● SET PROBLEM
In the items below, find every line containing the string "vent" and copy each of those lines.

● RECORDS PROVIDED

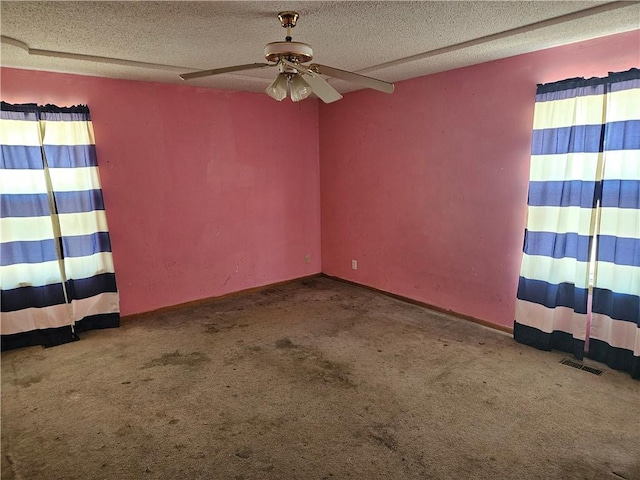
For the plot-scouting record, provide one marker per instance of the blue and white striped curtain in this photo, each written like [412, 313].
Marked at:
[615, 323]
[584, 181]
[56, 271]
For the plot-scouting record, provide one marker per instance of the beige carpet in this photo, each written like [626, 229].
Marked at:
[313, 380]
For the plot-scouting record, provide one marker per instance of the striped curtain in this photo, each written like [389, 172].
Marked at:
[583, 186]
[56, 273]
[615, 324]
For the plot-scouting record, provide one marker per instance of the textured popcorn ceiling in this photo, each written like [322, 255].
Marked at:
[392, 41]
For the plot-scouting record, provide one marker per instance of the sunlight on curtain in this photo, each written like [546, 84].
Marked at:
[57, 273]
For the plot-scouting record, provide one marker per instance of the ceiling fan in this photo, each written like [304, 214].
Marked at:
[297, 80]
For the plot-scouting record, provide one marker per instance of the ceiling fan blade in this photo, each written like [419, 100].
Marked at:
[218, 71]
[319, 85]
[363, 80]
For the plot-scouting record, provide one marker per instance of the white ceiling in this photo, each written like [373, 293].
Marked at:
[390, 40]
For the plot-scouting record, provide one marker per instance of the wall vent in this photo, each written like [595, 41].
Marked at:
[580, 366]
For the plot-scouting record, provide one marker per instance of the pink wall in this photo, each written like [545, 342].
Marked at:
[201, 196]
[427, 188]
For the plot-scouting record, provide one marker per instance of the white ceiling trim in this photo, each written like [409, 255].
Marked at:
[502, 35]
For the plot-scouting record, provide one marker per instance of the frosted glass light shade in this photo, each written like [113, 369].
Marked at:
[278, 89]
[299, 88]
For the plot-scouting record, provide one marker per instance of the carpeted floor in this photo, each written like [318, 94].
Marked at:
[313, 380]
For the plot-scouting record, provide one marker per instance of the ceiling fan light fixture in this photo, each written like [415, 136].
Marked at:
[299, 88]
[278, 88]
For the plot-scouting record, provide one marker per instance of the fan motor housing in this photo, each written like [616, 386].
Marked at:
[296, 51]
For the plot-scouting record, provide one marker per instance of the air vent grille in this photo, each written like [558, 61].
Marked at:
[580, 366]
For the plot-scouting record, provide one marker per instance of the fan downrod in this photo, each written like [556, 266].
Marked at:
[297, 52]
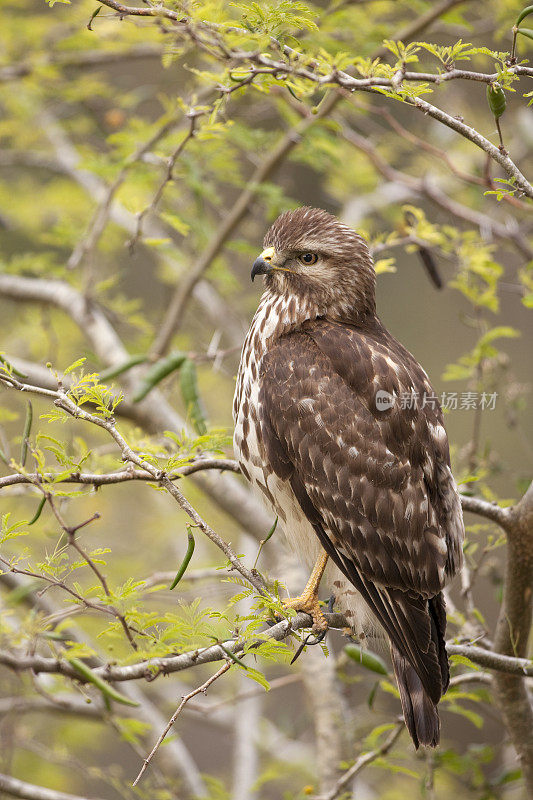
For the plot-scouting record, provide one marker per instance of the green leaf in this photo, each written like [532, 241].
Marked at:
[160, 370]
[366, 658]
[108, 691]
[185, 563]
[74, 366]
[527, 32]
[523, 14]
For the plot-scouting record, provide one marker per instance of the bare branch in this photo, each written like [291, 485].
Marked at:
[121, 476]
[29, 791]
[361, 763]
[513, 631]
[185, 699]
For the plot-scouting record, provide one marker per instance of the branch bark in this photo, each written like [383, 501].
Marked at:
[513, 631]
[29, 791]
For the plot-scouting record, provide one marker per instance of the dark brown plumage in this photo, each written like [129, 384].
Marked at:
[370, 484]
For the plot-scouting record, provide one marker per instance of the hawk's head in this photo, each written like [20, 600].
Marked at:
[310, 255]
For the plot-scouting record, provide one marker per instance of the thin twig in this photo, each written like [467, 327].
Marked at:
[362, 762]
[184, 700]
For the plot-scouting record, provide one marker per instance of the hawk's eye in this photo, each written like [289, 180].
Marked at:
[308, 258]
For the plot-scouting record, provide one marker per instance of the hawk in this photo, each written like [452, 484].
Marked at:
[360, 479]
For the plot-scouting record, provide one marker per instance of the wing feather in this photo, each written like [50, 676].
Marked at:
[376, 485]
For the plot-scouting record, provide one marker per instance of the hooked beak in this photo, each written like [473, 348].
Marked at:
[263, 264]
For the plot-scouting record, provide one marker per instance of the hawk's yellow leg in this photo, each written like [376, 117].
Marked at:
[308, 600]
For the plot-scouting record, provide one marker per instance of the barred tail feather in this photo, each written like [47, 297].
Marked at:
[419, 711]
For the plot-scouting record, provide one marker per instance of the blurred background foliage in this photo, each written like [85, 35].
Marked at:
[125, 150]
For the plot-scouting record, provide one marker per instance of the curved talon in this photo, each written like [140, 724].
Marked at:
[308, 605]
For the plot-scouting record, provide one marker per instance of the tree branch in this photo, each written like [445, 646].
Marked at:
[121, 476]
[513, 631]
[29, 791]
[361, 763]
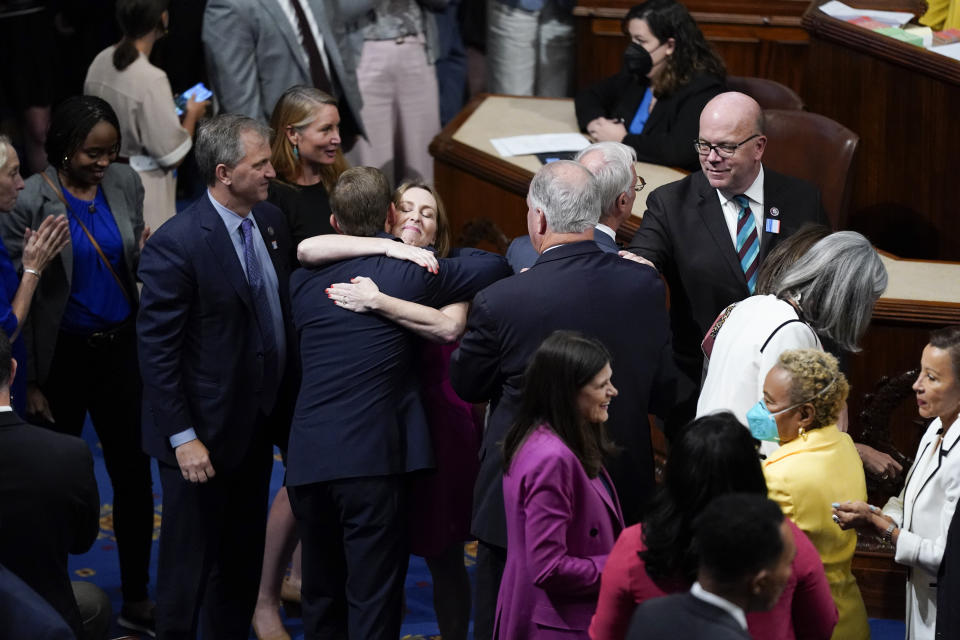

● EXERCISE RESPONSE
For the plot-scouting record, provide one marker per instance of the wall vent in this photo, each written like [595, 41].
For the plot-scouting record, provide one marker per instance of the air vent grille in this photo, each written like [558, 61].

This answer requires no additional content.